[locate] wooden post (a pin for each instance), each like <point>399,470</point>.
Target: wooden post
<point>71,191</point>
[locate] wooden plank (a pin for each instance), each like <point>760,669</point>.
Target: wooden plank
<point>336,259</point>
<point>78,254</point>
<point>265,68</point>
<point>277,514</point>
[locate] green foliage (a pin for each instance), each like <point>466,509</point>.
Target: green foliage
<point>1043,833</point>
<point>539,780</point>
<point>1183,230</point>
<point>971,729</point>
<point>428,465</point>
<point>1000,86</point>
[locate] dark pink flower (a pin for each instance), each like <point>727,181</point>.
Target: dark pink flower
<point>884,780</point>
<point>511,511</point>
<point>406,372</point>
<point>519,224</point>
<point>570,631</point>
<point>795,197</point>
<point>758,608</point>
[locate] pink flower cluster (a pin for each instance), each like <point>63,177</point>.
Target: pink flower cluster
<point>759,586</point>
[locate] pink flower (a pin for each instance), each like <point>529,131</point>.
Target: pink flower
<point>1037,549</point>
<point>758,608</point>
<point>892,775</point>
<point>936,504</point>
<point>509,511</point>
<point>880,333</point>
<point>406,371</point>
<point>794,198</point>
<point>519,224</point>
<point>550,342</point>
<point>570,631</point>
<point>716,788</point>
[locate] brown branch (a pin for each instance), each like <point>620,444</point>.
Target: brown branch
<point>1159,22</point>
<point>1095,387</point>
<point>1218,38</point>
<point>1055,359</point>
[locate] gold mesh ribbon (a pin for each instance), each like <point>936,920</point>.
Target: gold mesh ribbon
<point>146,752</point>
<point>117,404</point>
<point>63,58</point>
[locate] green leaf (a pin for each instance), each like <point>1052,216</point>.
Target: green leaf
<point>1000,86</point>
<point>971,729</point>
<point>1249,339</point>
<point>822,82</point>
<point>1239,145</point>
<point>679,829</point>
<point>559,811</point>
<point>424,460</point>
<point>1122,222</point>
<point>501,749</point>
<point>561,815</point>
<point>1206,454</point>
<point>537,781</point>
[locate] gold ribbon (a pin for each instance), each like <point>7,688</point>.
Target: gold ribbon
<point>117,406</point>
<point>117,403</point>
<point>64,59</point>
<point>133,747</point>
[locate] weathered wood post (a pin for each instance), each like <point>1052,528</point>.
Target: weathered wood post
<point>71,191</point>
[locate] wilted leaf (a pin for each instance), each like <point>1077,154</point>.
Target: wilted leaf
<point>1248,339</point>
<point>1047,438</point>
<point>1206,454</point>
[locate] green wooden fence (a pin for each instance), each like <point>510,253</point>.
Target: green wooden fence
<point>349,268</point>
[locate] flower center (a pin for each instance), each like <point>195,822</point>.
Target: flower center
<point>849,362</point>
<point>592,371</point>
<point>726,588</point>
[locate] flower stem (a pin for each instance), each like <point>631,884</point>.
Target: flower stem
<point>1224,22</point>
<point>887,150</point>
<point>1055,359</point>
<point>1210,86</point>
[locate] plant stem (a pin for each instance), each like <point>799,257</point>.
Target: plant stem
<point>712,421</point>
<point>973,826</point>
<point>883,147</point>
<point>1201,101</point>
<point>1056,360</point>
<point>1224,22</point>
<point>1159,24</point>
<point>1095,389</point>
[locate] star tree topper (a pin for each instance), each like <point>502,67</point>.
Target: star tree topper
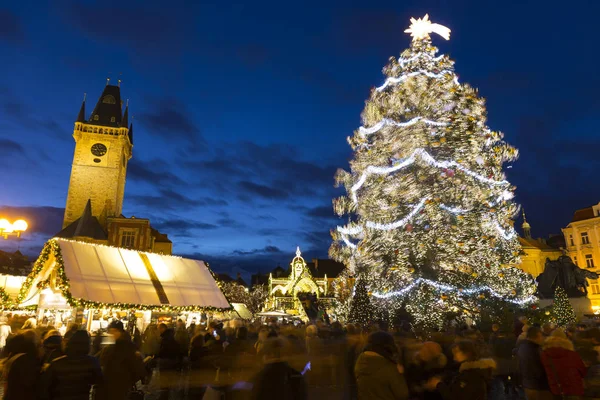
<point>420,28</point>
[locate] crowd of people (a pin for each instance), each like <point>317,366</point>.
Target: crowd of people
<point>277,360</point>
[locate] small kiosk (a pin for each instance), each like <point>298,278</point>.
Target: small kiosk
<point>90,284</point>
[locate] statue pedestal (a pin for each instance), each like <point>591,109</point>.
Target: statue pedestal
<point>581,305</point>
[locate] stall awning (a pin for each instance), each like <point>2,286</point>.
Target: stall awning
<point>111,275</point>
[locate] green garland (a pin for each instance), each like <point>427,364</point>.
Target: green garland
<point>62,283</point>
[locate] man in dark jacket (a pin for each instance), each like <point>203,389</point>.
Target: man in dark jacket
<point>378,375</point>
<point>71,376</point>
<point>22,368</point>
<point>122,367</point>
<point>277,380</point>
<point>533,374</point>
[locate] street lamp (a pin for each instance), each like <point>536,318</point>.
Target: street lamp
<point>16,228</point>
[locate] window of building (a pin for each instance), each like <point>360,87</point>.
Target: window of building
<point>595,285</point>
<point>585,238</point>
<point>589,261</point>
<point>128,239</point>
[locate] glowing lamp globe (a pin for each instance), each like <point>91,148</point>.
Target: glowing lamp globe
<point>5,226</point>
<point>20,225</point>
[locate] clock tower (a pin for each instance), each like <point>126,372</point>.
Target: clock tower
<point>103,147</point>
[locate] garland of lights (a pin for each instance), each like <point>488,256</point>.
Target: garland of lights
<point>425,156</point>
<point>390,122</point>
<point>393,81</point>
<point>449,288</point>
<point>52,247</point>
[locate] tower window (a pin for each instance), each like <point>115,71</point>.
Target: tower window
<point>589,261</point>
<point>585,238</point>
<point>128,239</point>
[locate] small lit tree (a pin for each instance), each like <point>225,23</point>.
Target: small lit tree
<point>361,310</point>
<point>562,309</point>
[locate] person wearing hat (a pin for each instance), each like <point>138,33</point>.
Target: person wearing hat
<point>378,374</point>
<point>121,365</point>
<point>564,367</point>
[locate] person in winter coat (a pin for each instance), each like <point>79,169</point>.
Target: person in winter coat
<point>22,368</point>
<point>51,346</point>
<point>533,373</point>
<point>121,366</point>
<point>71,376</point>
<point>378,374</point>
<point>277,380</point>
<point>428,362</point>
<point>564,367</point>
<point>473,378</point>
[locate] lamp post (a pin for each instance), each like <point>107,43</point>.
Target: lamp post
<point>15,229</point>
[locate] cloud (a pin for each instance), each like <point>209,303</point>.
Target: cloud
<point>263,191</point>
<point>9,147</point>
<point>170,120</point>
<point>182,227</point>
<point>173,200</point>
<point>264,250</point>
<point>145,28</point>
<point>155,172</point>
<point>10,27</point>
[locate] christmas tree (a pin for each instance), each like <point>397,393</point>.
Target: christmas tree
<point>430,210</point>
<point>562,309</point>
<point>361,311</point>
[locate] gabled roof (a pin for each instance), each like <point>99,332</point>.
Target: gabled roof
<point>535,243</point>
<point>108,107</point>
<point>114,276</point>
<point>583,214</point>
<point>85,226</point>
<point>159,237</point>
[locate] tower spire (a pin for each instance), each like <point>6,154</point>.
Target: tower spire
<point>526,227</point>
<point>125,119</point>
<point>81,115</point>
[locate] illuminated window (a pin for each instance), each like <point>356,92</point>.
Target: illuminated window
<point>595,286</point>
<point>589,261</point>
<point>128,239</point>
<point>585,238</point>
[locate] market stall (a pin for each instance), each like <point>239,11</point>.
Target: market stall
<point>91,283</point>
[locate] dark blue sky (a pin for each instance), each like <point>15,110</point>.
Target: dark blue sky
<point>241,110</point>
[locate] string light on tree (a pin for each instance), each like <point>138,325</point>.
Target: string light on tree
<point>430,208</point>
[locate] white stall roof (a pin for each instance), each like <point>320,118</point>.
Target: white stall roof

========================

How to complete this task: Collect every line with the string "white" from the records, and copy each.

Task output:
[locate] white stall roof (a pin for each instance), each like <point>320,118</point>.
Target: white stall roof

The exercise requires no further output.